▶ SET EXERCISE
Retype each record shown below, leaving every character as it is.

[A block of data]
-- Begin --

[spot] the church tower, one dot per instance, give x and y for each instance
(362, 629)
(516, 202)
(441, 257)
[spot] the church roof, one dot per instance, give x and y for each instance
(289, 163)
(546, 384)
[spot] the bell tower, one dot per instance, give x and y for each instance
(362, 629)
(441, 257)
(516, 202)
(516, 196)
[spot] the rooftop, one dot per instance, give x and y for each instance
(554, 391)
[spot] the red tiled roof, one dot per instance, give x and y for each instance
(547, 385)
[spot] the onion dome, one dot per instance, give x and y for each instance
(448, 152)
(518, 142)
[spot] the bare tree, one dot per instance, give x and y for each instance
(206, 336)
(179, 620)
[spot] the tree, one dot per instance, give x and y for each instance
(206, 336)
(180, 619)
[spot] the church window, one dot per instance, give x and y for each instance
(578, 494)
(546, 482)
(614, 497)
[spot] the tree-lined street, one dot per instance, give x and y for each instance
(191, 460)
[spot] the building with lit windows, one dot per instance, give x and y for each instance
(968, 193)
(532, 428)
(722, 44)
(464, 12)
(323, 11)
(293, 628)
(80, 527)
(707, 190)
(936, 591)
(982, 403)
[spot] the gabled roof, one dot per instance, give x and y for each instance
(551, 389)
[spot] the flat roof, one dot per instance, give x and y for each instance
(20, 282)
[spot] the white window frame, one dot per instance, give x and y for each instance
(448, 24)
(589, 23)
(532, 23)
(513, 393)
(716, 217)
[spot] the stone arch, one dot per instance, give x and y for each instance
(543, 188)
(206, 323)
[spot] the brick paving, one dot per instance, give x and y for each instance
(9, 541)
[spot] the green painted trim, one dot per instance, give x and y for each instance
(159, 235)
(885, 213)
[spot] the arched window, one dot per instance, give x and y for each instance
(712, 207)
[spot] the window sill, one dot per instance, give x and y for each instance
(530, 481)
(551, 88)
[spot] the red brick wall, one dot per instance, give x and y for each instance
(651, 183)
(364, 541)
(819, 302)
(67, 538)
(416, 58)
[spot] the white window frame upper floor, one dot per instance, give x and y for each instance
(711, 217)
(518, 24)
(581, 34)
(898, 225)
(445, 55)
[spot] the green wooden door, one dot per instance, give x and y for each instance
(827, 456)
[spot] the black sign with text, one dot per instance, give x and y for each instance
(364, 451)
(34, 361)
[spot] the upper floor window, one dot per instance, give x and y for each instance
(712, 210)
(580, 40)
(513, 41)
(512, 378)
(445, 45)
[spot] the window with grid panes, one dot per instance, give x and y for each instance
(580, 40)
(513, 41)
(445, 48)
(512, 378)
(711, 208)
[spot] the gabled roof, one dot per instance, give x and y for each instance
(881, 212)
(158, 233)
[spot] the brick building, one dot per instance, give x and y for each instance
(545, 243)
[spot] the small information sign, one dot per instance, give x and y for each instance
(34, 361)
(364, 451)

-- End --

▶ TASK RESULT
[spot] the church tower, one dot per instance, give x and y for each instance
(362, 629)
(516, 202)
(441, 257)
[spot] the church roof, one dot per instance, give x and y for each instance
(289, 163)
(546, 384)
[spot] the bell tower, one dot per instance, give x and y for each instance
(362, 629)
(441, 257)
(516, 202)
(516, 196)
[spot] the rooftop, one dot per instance, give x and y for each instance
(554, 391)
[spot] the red tiled roof, one dot per instance, give x and y for each instance
(547, 385)
[spot] the onion dome, one dot per instance, give x and y for each instance
(448, 152)
(518, 142)
[spot] the bare tree, one dot per instance, give x and y for each instance
(206, 336)
(179, 620)
[spot] the tree, one dot per instance, give x and y for each instance
(206, 336)
(180, 619)
[spot] the church window, one dot per instance, give x and y for each instance
(578, 494)
(546, 482)
(614, 497)
[spot] the tree-lined street, one dot per instance, give x and y for each instance
(191, 460)
[spot] the building with lit windows, one dot per instance, give x and y for each instance
(968, 193)
(532, 428)
(722, 44)
(464, 12)
(323, 11)
(293, 628)
(80, 527)
(707, 190)
(936, 591)
(982, 403)
[spot] the gabled roof, one dot per instance, give x and y for each instance
(551, 389)
[spot] the flat roof, one dot per instance, give x and y for each instance
(20, 282)
[spot] the white window frame, one dot per instance, give x and y for each instance
(448, 24)
(589, 23)
(532, 23)
(513, 393)
(716, 217)
[spot] the stone arch, one dot per instance, give x and y for each instance
(543, 188)
(206, 323)
[spot] the brick paving, one dot per instance, give x and y for each instance
(9, 541)
[spot] the green painted trim, one dot per instance, give x and y for each instance
(159, 235)
(885, 213)
[spot] the arched window, one dot per instance, give x and y for each instance
(712, 207)
[spot] the window sill, one dot per instance, give x and y for each instance
(530, 481)
(551, 88)
[spot] the red brick wall, one dot per instance, give x and y for each instance
(651, 183)
(364, 541)
(819, 302)
(67, 538)
(416, 58)
[spot] the white window frame upper floor, one dot per instance, give x and y for each instance
(711, 217)
(518, 24)
(581, 34)
(898, 225)
(445, 55)
[spot] the green wooden door, one dot per instance, give x and y for each instance
(827, 456)
[spot] the black sign with text, one dot per instance, give x and y for each instance
(364, 451)
(34, 361)
[spot] the upper floor window, one dot per instance, give x and y for each instance
(712, 210)
(580, 40)
(513, 41)
(512, 378)
(445, 45)
[spot] the window with grid panes, one dot per instance, give x and y for each instance
(580, 40)
(513, 41)
(445, 48)
(512, 378)
(711, 208)
[spot] the gabled roof, one dot per instance, give x and y for each instance
(881, 212)
(158, 233)
[spot] the brick building, one dot per instance, give x and y for each instance
(545, 243)
[spot] the small information sign, one dot per instance, give x and y for each instance
(34, 361)
(364, 451)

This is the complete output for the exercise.